• [ABOUT THIS TASK]:
Write the records below out again exactly as given, with no images.

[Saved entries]
■ ■ ■ ■ ■

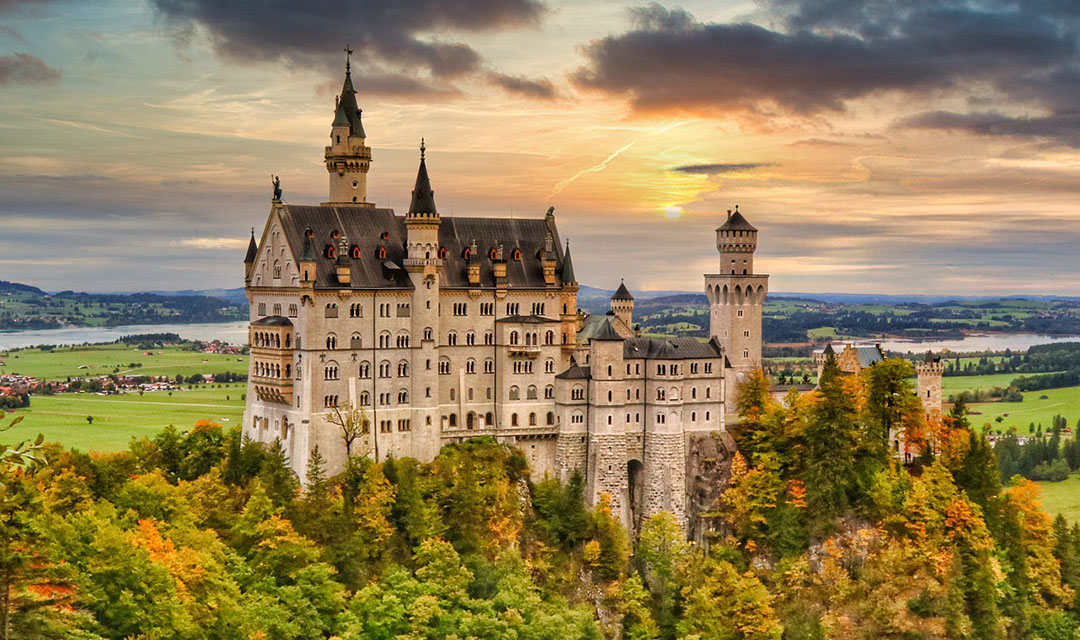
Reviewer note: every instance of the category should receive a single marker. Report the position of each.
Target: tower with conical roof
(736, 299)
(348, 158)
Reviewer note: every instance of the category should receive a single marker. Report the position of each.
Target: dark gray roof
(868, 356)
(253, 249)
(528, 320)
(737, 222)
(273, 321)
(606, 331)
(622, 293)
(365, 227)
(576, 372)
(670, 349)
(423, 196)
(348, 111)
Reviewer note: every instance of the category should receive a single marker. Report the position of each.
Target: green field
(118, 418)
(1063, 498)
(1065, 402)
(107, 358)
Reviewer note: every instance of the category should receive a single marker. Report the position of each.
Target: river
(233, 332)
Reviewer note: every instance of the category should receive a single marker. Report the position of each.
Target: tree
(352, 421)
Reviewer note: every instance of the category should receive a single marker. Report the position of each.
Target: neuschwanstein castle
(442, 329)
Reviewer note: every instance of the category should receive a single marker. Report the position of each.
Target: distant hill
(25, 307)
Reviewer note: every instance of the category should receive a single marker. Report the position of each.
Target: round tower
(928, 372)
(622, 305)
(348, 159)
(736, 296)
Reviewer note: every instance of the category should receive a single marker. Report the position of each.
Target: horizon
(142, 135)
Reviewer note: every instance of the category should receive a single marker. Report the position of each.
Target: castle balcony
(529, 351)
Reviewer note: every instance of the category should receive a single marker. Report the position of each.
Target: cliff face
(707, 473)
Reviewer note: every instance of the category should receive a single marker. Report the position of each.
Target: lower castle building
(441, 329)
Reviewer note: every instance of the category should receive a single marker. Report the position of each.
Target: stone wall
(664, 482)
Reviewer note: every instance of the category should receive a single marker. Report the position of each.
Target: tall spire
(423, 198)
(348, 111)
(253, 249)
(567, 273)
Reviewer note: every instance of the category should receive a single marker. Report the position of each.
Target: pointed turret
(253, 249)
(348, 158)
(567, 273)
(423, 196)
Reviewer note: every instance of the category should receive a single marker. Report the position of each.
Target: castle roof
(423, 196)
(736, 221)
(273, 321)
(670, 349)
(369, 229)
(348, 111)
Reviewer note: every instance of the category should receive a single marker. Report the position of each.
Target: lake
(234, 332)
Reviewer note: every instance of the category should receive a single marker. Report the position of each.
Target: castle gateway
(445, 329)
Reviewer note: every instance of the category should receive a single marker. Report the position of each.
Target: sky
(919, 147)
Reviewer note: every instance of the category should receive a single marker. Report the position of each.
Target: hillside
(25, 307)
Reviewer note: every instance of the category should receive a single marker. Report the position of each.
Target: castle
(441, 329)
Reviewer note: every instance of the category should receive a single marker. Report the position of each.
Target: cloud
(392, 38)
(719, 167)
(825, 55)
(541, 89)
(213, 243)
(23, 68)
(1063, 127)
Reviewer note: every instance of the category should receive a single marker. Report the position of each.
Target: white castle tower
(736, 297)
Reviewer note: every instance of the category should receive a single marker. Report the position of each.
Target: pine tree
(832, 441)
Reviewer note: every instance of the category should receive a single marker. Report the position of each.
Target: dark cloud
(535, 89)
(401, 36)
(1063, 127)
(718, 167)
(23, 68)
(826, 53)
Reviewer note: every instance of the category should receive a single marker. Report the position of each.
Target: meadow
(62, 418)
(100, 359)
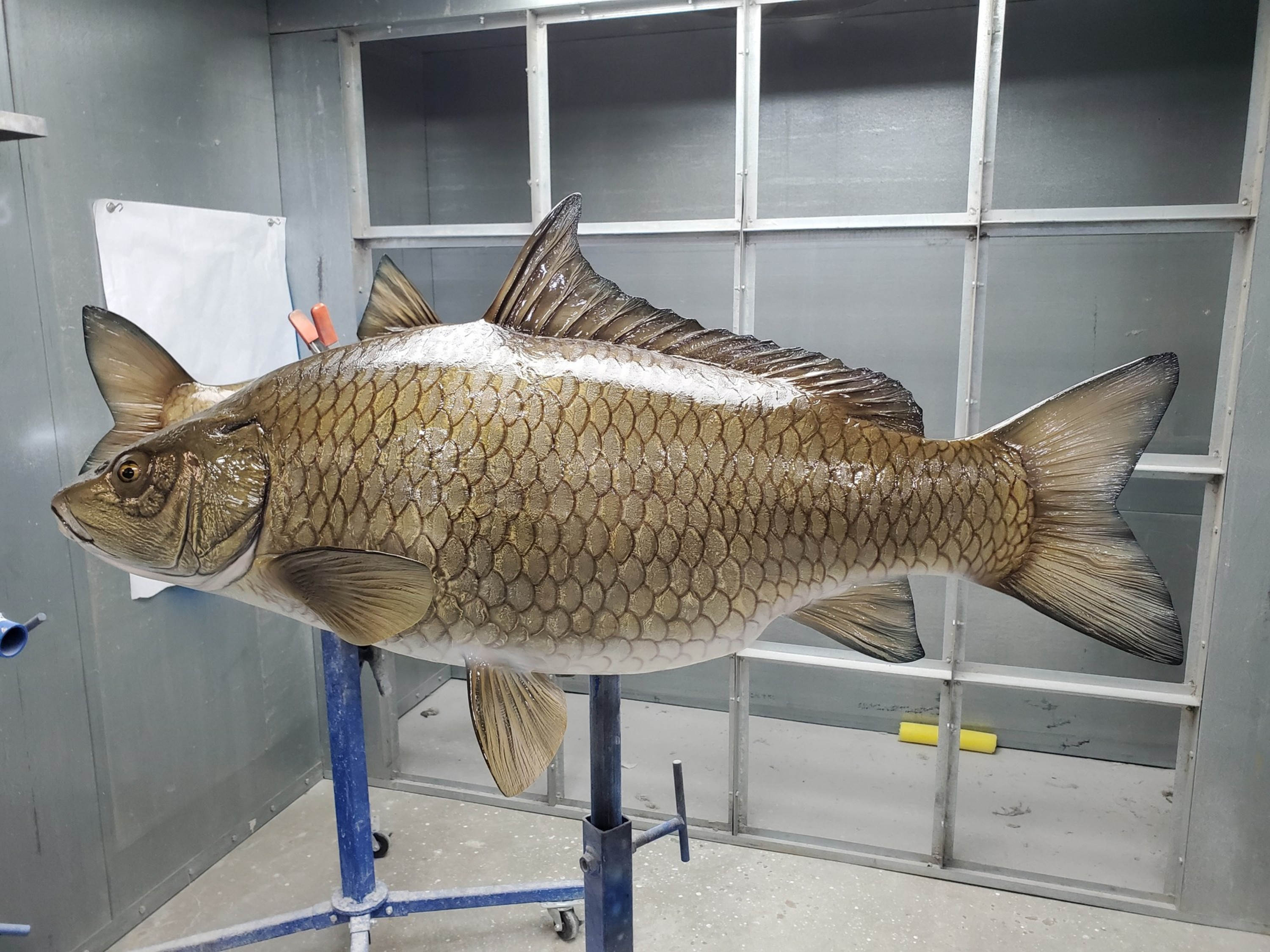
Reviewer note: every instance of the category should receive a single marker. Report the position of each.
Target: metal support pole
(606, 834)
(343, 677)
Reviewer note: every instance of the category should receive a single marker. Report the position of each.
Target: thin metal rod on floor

■ ■ ■ ■ ■

• [WRITTEN ANSWER]:
Reviewer note: every instance of the category should receive a single marker. Report the position of each.
Target: tower with conical roof
(736, 299)
(348, 158)
Reviewer note: every instance of the category should receive a single marker. Report the position of each.
Target: dark gray roof
(868, 356)
(253, 249)
(528, 320)
(737, 222)
(273, 321)
(606, 331)
(622, 293)
(365, 227)
(576, 372)
(670, 349)
(423, 196)
(348, 111)
Reviewer note: every instance of the category should receive a single marker. Report the position of each.
Target: green field
(118, 418)
(1063, 498)
(1065, 402)
(107, 358)
Reviewer note: every instance of the category should receive a single marker. Report the position of each.
Target: river
(233, 332)
Reviewer note: every instance of the category should receive a single marker. Report the position of each.
Target: tree
(352, 421)
Reviewer note: every instance of the category should receive a single marker. Report the position of each.
Target: neuschwanstein castle
(442, 329)
Reviewer note: every instance of the category should receive a single marker. Report the position of each.
Target: distant hill
(25, 307)
Reviewer note: every instance of the category should receive a single marker. Report the position of each.
Target: round tower
(928, 372)
(622, 305)
(348, 159)
(736, 296)
Reviewer note: every instance of the category should receive a single marker. Report the position of each.
Target: horizon
(142, 135)
Reviewer note: every instance of the category should receive a single marker. Report the position of each.
Target: castle balcony
(529, 351)
Reviewer note: every instance of the category should receive a single marker. Report the position of each.
Target: cliff face
(707, 473)
Reviewer note: every instance of the category should receive a single marker. Report the position of each.
Target: lower castle building
(441, 329)
Reviewer note: every instance of the category should receive a single marker. Report the position of each.
Target: stone wall
(664, 482)
Reviewer note: every instance of the category should receive a single marker. Report the position of each.
Target: tall spire
(423, 198)
(348, 111)
(253, 249)
(567, 273)
Reviewer note: every instance of the category should receive a single marker. Report the position of each.
Target: pointed turret
(253, 249)
(348, 158)
(567, 273)
(423, 196)
Reviewer note: every instance of the category should receive a single marker. Report the position of each.
Target: castle roof
(423, 196)
(736, 221)
(273, 321)
(670, 349)
(369, 229)
(348, 111)
Reviewer note: every instance of the category should receive a single marker. Report the position of each.
Target: lake
(234, 332)
Reviewer note: every instance of the category should receive a single marker. Report the position of each.
Target: castle gateway
(445, 329)
Reviewer note: every instance of the category should receive a single marker. Report the position of each.
Target: sky
(919, 147)
Reviewer note: every instance of the category should receive a single marker. Report the position of each.
Target: hillside
(25, 307)
Reviewer note: every instance of the category should receive a single marker. Report the position of each.
Target: castle
(441, 329)
Reviewer note: every instance of the category should receive a single marker. Report the position of each.
Target: cloud
(392, 38)
(719, 167)
(825, 55)
(541, 89)
(213, 243)
(23, 68)
(1063, 127)
Reviewer note: every instance of the category should receive a single marker. Report the position of each.
Target: white castle tower
(736, 297)
Reviewer note: every instance of the category should receive a single marker. Report the position of each.
Target: pine tree
(832, 441)
Reviewer note: every instance of the category should receive a single marker. Report the position of each.
Target: dark cloud
(535, 89)
(401, 36)
(1063, 127)
(718, 167)
(23, 68)
(826, 53)
Reviewer note: every instance of the category should receive a single marker. Report the position of each.
Target: meadow
(62, 418)
(100, 359)
Reviewer note: every instance of the category should receive a single marker. Report the position of each.
Target: metal support pole
(606, 834)
(343, 677)
Reviewer note: every instance of the category should receive a single marker. Report the position of each.
Target: thin metal rod on floor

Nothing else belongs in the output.